## Exercise
Leave out the pictures, then reproduce the rest of the material exactly.

[begin Exercise data]

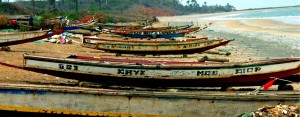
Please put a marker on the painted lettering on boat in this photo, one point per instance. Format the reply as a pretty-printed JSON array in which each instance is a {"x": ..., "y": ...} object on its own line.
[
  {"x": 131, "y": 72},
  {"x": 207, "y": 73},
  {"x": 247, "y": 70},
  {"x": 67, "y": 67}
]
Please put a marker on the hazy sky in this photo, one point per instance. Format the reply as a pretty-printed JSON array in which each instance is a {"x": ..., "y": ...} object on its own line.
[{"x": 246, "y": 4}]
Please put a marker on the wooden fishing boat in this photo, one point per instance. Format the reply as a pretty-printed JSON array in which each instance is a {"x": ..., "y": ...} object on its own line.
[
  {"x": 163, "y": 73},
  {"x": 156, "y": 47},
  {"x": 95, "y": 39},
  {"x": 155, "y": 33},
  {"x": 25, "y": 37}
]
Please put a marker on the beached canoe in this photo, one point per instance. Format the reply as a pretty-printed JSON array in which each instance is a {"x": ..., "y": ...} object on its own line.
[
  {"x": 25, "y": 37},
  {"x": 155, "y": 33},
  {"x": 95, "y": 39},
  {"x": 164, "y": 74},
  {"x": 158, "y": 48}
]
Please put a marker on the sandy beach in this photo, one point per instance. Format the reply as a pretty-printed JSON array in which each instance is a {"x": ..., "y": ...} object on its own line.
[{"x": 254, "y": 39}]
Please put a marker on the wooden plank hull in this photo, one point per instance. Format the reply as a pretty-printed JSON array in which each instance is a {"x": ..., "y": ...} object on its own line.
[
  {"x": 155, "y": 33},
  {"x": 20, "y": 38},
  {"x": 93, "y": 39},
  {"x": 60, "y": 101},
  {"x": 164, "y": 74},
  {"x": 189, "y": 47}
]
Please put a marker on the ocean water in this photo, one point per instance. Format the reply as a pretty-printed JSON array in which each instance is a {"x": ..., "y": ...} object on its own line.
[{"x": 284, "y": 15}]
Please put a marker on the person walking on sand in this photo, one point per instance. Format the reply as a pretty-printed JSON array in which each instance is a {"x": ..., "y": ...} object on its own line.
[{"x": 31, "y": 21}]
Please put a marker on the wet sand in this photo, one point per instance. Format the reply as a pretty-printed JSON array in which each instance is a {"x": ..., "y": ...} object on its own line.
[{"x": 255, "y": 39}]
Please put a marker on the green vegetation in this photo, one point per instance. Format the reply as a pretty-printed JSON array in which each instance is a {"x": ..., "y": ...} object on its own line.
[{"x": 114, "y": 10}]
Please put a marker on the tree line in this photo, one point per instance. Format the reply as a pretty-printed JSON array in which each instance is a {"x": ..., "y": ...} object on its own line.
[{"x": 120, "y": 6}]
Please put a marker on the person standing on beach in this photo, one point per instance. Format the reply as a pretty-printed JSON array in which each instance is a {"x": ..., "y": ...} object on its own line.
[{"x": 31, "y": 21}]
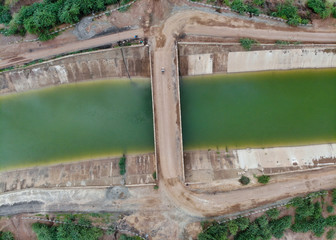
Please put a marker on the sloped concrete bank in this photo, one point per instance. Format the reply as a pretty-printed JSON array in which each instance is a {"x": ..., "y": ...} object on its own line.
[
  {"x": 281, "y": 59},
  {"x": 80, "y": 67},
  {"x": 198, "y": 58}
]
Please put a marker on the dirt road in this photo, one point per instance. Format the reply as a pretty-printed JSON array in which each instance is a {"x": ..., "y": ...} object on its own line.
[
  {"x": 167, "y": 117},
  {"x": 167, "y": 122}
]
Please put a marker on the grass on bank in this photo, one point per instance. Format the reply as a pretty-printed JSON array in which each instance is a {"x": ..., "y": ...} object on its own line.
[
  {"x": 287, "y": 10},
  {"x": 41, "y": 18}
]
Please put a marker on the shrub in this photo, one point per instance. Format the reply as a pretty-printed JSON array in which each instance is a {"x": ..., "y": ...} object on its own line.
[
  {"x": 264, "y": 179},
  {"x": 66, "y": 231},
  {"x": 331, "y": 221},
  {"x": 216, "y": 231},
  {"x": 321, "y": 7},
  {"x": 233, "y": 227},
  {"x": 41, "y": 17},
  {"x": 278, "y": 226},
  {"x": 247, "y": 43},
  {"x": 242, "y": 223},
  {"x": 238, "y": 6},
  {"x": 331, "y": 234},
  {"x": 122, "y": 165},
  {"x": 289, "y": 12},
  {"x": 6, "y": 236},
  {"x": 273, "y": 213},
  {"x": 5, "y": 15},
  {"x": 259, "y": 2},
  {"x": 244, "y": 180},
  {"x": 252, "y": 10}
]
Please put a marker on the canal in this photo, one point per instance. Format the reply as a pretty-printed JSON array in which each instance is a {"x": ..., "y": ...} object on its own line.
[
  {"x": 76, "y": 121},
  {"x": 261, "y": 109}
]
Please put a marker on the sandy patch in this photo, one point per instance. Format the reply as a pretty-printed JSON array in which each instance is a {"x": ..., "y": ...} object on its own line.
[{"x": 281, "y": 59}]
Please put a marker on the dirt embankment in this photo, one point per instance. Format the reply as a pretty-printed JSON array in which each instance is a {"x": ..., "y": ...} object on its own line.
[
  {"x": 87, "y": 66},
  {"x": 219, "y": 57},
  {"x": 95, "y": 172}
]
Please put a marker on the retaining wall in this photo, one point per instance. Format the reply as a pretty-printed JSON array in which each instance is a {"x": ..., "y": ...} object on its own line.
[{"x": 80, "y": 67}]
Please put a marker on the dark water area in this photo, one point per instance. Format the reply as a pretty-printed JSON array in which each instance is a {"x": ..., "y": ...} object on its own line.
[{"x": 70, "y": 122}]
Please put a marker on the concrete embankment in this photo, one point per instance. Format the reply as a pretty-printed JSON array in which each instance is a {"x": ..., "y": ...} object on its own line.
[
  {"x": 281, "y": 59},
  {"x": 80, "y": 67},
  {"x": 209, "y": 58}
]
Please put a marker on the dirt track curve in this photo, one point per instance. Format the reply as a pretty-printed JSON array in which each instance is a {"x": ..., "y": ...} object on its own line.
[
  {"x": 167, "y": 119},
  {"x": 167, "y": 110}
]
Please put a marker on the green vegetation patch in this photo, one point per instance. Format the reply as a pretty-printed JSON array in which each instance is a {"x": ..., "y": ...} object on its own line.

[end Exercise data]

## Written response
Please put a marker on the painted lettering on boat in this photo, one point per instance. Format the reply as a pretty-printed JSON array in which each instance is a {"x": ..., "y": ...} object on its own line.
[
  {"x": 131, "y": 72},
  {"x": 207, "y": 73},
  {"x": 247, "y": 70},
  {"x": 67, "y": 67}
]
Please put a marker on the hazy sky in this photo, one point per instance. Format the reply as a pretty-printed JSON array in which each instance is a {"x": ..., "y": ...} object on its own line.
[{"x": 246, "y": 4}]
Please put a marker on the wooden fishing boat in this photo, one point per instance. Format the reply as a pretty-printed JSON array in which each instance is a {"x": ..., "y": ...} object on its own line.
[
  {"x": 163, "y": 73},
  {"x": 156, "y": 47},
  {"x": 95, "y": 39},
  {"x": 155, "y": 33},
  {"x": 25, "y": 37}
]
Please put a marker on the beached canoe in this photo, one point per instance. Format the reply as a pretty-printed JSON array in which each instance is a {"x": ..., "y": ...} object on its own line.
[
  {"x": 25, "y": 37},
  {"x": 155, "y": 33},
  {"x": 95, "y": 39},
  {"x": 164, "y": 74},
  {"x": 158, "y": 48}
]
Please put a marker on the sandy beach in this photo, one point per instance. Format the reply as a pretty-printed JSON array in which each instance is a {"x": ..., "y": ...} object on its own line.
[{"x": 254, "y": 39}]
Please put a marker on the wooden plank hull in this photo, one point per instance. Format the reply as a pretty-printed JSON array in which each instance is a {"x": ..., "y": ...} object on its own line.
[
  {"x": 155, "y": 33},
  {"x": 20, "y": 38},
  {"x": 93, "y": 39},
  {"x": 60, "y": 101},
  {"x": 164, "y": 74},
  {"x": 189, "y": 47}
]
Please put a marker on the ocean water in this photo, one point per instance. Format the reply as a pretty-printed JSON array in which each instance is a {"x": ..., "y": ...} object on its own line.
[{"x": 284, "y": 15}]
Please put a marker on the person walking on sand in this photo, one point per instance. Format the reply as a pretty-printed JSON array in which each instance is a {"x": ..., "y": ...} object on its own line.
[{"x": 31, "y": 21}]
Please put a marker on the wet sand in this photo, one point per instance. Format the reply as a pretty-printed JSON array in which each instance is a {"x": ..., "y": ...} object on its own line.
[{"x": 255, "y": 39}]
Please put a marker on the green vegetation in this photo, one point per instance. Format the reply as a pretty-printed JSON array in which each instance is a {"x": ..., "y": ...} object on its own line.
[{"x": 114, "y": 10}]
Please put a marker on the tree line in this photo, one point per instance. Format the reply as a pretty-printed JSON array in which each instance is a {"x": ..., "y": ...} object on its own line.
[{"x": 120, "y": 6}]
Please put a marker on the person standing on beach in this photo, one point per instance. Format the reply as a pretty-printed JSON array in which each instance is a {"x": ..., "y": ...} object on its own line.
[{"x": 31, "y": 21}]
Please put a marker on the sloped concrete bank in this photo, one point per instance. Format the reply as a pretty-printed JSON array in which each instance is a {"x": ..., "y": ...} object on its own line.
[
  {"x": 281, "y": 59},
  {"x": 80, "y": 67},
  {"x": 198, "y": 58}
]
Please put a marker on the dirt road in this photo, one point per instance. Format the reply as a pretty-printed JSON array in which each instance is a {"x": ..., "y": ...} object on its own line.
[
  {"x": 167, "y": 117},
  {"x": 167, "y": 122}
]
Please put a marker on the grass on bank in this photo, one point per instance. Format the reply as a pretty-printed JSON array in which each instance is a {"x": ..., "y": ...} object on its own line.
[
  {"x": 287, "y": 10},
  {"x": 41, "y": 18}
]
Please put a marker on the shrub in this photo, one point per instance. Format the reply as a pretty-printed JSON array in which each instance is a {"x": ..., "y": ...} object on its own line.
[
  {"x": 264, "y": 179},
  {"x": 66, "y": 231},
  {"x": 331, "y": 221},
  {"x": 216, "y": 231},
  {"x": 321, "y": 7},
  {"x": 233, "y": 227},
  {"x": 41, "y": 17},
  {"x": 278, "y": 226},
  {"x": 247, "y": 43},
  {"x": 242, "y": 223},
  {"x": 238, "y": 6},
  {"x": 331, "y": 234},
  {"x": 122, "y": 165},
  {"x": 289, "y": 12},
  {"x": 6, "y": 236},
  {"x": 273, "y": 213},
  {"x": 5, "y": 15},
  {"x": 259, "y": 2},
  {"x": 244, "y": 180},
  {"x": 252, "y": 10}
]
Please put a marker on the canal in this photo, one point per instance. Format the reply as a pretty-printed JSON array in which each instance is a {"x": ..., "y": ...} object on its own line.
[
  {"x": 76, "y": 121},
  {"x": 261, "y": 109}
]
Please put a marker on the sandy patch in this photo, one point per instance. Format the reply as a pretty-printed JSON array in which each instance is a {"x": ..., "y": ...} object on its own line.
[{"x": 281, "y": 59}]
Please put a marker on the dirt embankment in this photo, one point per instance. Format the reply as a pretty-printed JSON array in which each instance is a {"x": ..., "y": ...} object on its own line.
[
  {"x": 87, "y": 66},
  {"x": 219, "y": 57},
  {"x": 95, "y": 172}
]
Please put a marker on the retaining wall in this photo, one point per instance. Format the reply as a pretty-printed JSON array in which each instance is a {"x": ..., "y": ...} object on its own line.
[{"x": 80, "y": 67}]
Please put a marker on the dark water area in this photo, one point per instance. Format the reply as a pretty-printed JSON array in which each instance is a {"x": ..., "y": ...} object on its own line.
[{"x": 70, "y": 122}]
Please put a marker on the concrete embankment in this photo, one point per instance. Format the reply as a pretty-printed JSON array in which each instance is a {"x": ..., "y": ...} object on its own line.
[
  {"x": 281, "y": 59},
  {"x": 80, "y": 67},
  {"x": 209, "y": 58}
]
Please put a marker on the dirt track curve in this photo, one point per instance. Format the reply as a pretty-printed JSON array in which each instance is a {"x": ..., "y": ...} object on its own line.
[
  {"x": 167, "y": 119},
  {"x": 167, "y": 110}
]
Please put a marker on the green vegetation patch in this photo, one point per instance. Format the reply as a pretty-printed JSON array in which each instance is a {"x": ..., "y": ...} object on its own line.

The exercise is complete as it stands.